Information:

┌────────

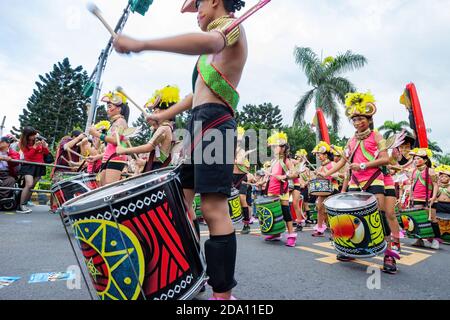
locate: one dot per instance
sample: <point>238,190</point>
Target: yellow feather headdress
<point>422,152</point>
<point>444,169</point>
<point>322,147</point>
<point>360,104</point>
<point>115,98</point>
<point>301,153</point>
<point>164,98</point>
<point>277,139</point>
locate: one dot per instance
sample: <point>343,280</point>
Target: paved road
<point>37,243</point>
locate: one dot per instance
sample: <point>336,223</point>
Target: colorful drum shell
<point>415,223</point>
<point>320,187</point>
<point>137,241</point>
<point>356,224</point>
<point>444,226</point>
<point>268,210</point>
<point>234,206</point>
<point>72,187</point>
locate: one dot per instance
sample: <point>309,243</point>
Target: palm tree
<point>327,82</point>
<point>392,128</point>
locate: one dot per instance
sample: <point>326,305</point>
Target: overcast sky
<point>403,40</point>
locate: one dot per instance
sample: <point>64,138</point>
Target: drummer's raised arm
<point>176,109</point>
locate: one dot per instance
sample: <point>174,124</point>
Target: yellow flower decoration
<point>360,104</point>
<point>115,97</point>
<point>165,97</point>
<point>277,139</point>
<point>301,153</point>
<point>445,169</point>
<point>422,152</point>
<point>103,125</point>
<point>322,147</point>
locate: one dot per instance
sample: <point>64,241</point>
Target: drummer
<point>160,146</point>
<point>424,191</point>
<point>118,113</point>
<point>365,153</point>
<point>278,183</point>
<point>300,192</point>
<point>323,150</point>
<point>443,196</point>
<point>240,178</point>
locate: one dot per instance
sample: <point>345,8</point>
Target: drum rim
<point>70,209</point>
<point>353,209</point>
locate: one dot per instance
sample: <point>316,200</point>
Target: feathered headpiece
<point>360,104</point>
<point>103,125</point>
<point>337,151</point>
<point>115,98</point>
<point>422,152</point>
<point>277,139</point>
<point>190,5</point>
<point>322,147</point>
<point>301,153</point>
<point>444,169</point>
<point>164,98</point>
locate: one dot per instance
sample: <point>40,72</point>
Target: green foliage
<point>329,87</point>
<point>57,104</point>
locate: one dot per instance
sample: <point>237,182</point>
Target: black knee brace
<point>246,214</point>
<point>220,253</point>
<point>387,229</point>
<point>436,230</point>
<point>286,210</point>
<point>197,227</point>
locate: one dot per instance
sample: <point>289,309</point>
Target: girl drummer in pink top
<point>323,150</point>
<point>366,153</point>
<point>280,172</point>
<point>118,113</point>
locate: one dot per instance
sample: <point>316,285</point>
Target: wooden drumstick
<point>120,89</point>
<point>96,12</point>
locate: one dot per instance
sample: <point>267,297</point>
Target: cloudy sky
<point>403,40</point>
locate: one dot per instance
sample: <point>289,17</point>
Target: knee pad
<point>246,214</point>
<point>387,229</point>
<point>286,213</point>
<point>220,253</point>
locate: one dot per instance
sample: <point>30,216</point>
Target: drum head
<point>119,190</point>
<point>350,200</point>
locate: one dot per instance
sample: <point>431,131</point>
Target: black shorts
<point>238,178</point>
<point>372,189</point>
<point>443,210</point>
<point>305,194</point>
<point>32,170</point>
<point>119,166</point>
<point>215,173</point>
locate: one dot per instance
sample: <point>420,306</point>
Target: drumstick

└────────

What needs to be done: Only the lines from the start of the records to the one containing "sample: <point>64,241</point>" should be repeated, exactly and with both ends kept; drop any pictures.

Answer box:
locate: one dot per instance
sample: <point>238,190</point>
Target: yellow feather headdress
<point>422,152</point>
<point>444,169</point>
<point>322,147</point>
<point>360,104</point>
<point>115,98</point>
<point>301,153</point>
<point>164,98</point>
<point>277,139</point>
locate: one dot per instance
sample: <point>343,280</point>
Target: paved road
<point>37,243</point>
locate: one dot per instance
sample: <point>336,223</point>
Target: colorful drum shell
<point>415,223</point>
<point>320,187</point>
<point>137,241</point>
<point>356,224</point>
<point>444,226</point>
<point>268,210</point>
<point>234,206</point>
<point>72,187</point>
locate: one dot per instance
sample: <point>309,243</point>
Target: palm tree
<point>327,82</point>
<point>392,128</point>
locate: one dot per instance
sample: <point>326,305</point>
Target: overcast sky
<point>403,40</point>
locate: one dot per instance
sample: <point>64,138</point>
Target: drummer's raised arm
<point>176,109</point>
locate: one dot per instance
sample: <point>174,124</point>
Target: yellow flower decoration
<point>360,104</point>
<point>115,97</point>
<point>165,97</point>
<point>277,139</point>
<point>301,153</point>
<point>445,169</point>
<point>422,152</point>
<point>103,125</point>
<point>322,147</point>
locate: one dot per instance
sample: <point>64,241</point>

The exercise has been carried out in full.